**SET EXERCISE**: Rewrite the lines from the one holding "query: the noun phrase to segment: <item>beach" through the one holding "M 531 144 L 538 160 L 617 156 L 617 107 Z", inclusive, so that "beach umbrella canopy" becomes "patio umbrella canopy" and nothing else changes. Give back only those lines.

**MATERIALS PROVIDED**:
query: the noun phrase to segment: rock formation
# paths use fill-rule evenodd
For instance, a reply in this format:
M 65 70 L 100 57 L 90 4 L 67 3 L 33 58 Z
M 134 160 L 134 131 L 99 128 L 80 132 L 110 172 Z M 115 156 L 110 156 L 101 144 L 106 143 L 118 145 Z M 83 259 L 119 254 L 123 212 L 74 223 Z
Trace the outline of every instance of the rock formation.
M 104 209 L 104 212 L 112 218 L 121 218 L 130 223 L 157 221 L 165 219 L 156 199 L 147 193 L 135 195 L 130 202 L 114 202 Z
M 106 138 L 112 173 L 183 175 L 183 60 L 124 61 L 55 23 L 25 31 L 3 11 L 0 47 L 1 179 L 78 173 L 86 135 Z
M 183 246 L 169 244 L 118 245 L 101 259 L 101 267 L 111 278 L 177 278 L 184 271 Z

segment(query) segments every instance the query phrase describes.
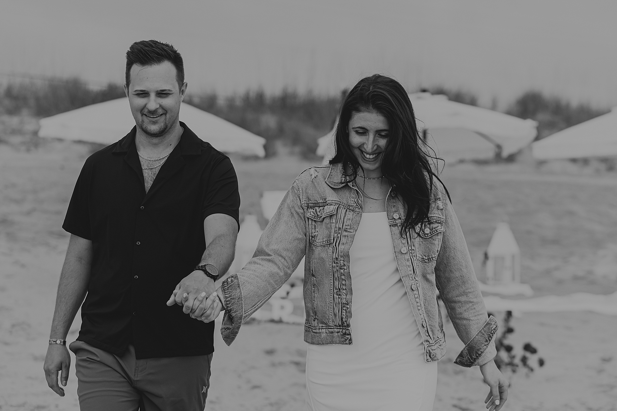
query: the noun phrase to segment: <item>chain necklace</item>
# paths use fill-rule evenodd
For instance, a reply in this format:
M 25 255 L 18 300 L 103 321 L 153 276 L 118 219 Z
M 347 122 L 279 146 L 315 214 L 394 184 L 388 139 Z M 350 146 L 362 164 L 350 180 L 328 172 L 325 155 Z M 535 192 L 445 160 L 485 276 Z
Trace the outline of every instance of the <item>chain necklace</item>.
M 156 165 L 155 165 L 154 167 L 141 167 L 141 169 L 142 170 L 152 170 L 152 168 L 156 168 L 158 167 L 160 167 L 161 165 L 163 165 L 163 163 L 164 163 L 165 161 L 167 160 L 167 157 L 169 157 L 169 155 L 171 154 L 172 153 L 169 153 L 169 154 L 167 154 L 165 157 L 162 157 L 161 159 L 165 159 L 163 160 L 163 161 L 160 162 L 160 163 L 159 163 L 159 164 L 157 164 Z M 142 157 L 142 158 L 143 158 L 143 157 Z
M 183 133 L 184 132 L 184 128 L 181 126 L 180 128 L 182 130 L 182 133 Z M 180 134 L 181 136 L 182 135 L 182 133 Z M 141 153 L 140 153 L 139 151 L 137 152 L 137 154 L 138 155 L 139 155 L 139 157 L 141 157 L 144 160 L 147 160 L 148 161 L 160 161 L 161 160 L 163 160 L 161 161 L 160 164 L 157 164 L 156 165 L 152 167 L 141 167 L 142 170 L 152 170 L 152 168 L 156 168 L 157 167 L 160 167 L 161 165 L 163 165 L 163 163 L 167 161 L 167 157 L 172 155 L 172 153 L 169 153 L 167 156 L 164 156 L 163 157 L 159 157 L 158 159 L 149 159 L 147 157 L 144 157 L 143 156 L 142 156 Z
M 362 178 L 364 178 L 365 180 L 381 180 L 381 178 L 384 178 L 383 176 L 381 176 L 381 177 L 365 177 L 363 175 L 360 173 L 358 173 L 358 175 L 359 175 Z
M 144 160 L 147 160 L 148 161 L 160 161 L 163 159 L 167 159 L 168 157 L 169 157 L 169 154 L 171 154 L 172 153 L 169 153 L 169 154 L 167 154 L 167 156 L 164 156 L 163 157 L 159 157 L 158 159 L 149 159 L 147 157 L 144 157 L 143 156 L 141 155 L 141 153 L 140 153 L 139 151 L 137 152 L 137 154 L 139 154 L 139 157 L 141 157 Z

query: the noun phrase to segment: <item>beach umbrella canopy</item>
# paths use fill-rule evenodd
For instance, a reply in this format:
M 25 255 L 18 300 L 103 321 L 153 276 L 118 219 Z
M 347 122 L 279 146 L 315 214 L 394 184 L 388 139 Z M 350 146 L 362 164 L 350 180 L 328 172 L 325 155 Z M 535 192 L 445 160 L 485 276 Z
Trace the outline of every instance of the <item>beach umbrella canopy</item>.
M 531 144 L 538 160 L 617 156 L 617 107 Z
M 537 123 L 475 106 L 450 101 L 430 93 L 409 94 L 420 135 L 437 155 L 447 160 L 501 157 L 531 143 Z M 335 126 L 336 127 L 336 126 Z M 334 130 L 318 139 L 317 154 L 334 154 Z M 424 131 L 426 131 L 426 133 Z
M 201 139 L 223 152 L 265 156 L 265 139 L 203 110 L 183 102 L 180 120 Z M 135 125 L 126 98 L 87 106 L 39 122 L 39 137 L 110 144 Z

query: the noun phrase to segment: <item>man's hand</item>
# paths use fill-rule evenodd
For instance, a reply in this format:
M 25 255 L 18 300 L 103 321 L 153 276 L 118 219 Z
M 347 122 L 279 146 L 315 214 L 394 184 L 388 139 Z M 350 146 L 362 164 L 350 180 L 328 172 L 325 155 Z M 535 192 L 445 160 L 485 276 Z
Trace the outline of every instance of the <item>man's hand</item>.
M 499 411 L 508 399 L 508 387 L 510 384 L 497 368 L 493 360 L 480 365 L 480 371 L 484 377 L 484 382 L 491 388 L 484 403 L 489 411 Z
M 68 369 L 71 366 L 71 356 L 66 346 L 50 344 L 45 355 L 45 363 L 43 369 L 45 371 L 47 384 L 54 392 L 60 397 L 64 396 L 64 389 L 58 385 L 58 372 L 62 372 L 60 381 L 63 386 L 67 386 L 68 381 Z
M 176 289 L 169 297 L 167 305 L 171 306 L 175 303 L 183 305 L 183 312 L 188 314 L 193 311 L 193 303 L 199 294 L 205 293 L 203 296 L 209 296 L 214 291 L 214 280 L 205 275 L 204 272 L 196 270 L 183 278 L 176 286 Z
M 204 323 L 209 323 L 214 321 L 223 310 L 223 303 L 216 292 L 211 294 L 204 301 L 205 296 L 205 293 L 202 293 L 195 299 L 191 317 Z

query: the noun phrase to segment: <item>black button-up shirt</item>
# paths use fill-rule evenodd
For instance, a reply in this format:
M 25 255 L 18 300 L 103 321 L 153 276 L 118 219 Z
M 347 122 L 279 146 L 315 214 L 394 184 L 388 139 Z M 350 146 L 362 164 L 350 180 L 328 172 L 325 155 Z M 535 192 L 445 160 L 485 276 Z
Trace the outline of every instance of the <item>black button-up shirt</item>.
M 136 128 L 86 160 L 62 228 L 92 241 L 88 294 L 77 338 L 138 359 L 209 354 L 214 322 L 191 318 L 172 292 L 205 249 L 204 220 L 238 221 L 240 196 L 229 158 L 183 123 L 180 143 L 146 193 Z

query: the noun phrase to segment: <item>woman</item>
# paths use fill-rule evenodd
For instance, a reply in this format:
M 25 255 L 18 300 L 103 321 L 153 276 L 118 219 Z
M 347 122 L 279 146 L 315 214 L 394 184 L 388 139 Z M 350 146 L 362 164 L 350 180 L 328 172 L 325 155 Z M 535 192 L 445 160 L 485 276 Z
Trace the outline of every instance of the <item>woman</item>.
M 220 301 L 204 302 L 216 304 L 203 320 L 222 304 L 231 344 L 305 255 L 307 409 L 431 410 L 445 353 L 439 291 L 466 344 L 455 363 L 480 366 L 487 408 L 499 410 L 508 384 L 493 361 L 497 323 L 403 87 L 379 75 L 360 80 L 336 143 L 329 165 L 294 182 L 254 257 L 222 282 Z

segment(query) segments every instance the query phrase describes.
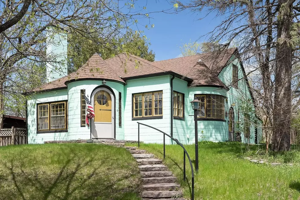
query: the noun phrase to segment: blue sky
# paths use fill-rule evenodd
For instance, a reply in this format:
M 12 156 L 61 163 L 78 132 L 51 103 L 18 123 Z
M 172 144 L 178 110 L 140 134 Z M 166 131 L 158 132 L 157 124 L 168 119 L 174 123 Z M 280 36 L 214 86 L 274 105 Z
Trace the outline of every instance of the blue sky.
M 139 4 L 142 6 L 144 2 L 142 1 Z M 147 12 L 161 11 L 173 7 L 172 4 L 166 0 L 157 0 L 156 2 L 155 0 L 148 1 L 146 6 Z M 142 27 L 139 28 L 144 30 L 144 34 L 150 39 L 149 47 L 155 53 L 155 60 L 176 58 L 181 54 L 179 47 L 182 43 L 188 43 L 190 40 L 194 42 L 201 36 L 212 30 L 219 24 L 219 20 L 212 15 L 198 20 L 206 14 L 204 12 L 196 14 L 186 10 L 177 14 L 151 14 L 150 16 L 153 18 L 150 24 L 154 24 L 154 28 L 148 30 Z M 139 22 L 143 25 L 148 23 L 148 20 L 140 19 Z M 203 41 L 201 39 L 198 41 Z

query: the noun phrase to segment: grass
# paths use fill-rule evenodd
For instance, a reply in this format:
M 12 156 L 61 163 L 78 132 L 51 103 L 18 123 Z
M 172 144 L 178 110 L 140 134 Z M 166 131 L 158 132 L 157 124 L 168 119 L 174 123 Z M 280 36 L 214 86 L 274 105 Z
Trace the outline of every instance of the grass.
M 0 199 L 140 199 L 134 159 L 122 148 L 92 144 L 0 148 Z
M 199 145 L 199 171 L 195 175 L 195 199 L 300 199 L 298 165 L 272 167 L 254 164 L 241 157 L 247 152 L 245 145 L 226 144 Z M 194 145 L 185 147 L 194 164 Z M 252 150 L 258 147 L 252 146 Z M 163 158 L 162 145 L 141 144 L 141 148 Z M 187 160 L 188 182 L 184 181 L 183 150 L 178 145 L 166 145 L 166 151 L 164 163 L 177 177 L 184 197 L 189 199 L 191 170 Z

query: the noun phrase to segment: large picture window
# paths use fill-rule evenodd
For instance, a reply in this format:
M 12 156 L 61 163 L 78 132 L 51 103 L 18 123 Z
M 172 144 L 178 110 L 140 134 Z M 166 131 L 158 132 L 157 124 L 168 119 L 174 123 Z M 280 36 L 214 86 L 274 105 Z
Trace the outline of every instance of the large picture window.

**FULL RESPONSE**:
query: the noun phrase to segment: <item>patio umbrella canopy</item>
# paths use fill-rule evenodd
For instance, a reply in this format:
M 25 255 L 18 300 L 103 321 L 153 276 L 118 219 Z
M 347 122 L 279 146 L 315 214 L 394 184 L 388 139 Z M 350 146 L 362 164 L 350 180 L 328 172 L 325 155 Z M 535 192 L 445 160 L 485 276 Z
Trace the outline of every instance of the <item>patio umbrella canopy</item>.
M 531 144 L 538 160 L 617 156 L 617 107 Z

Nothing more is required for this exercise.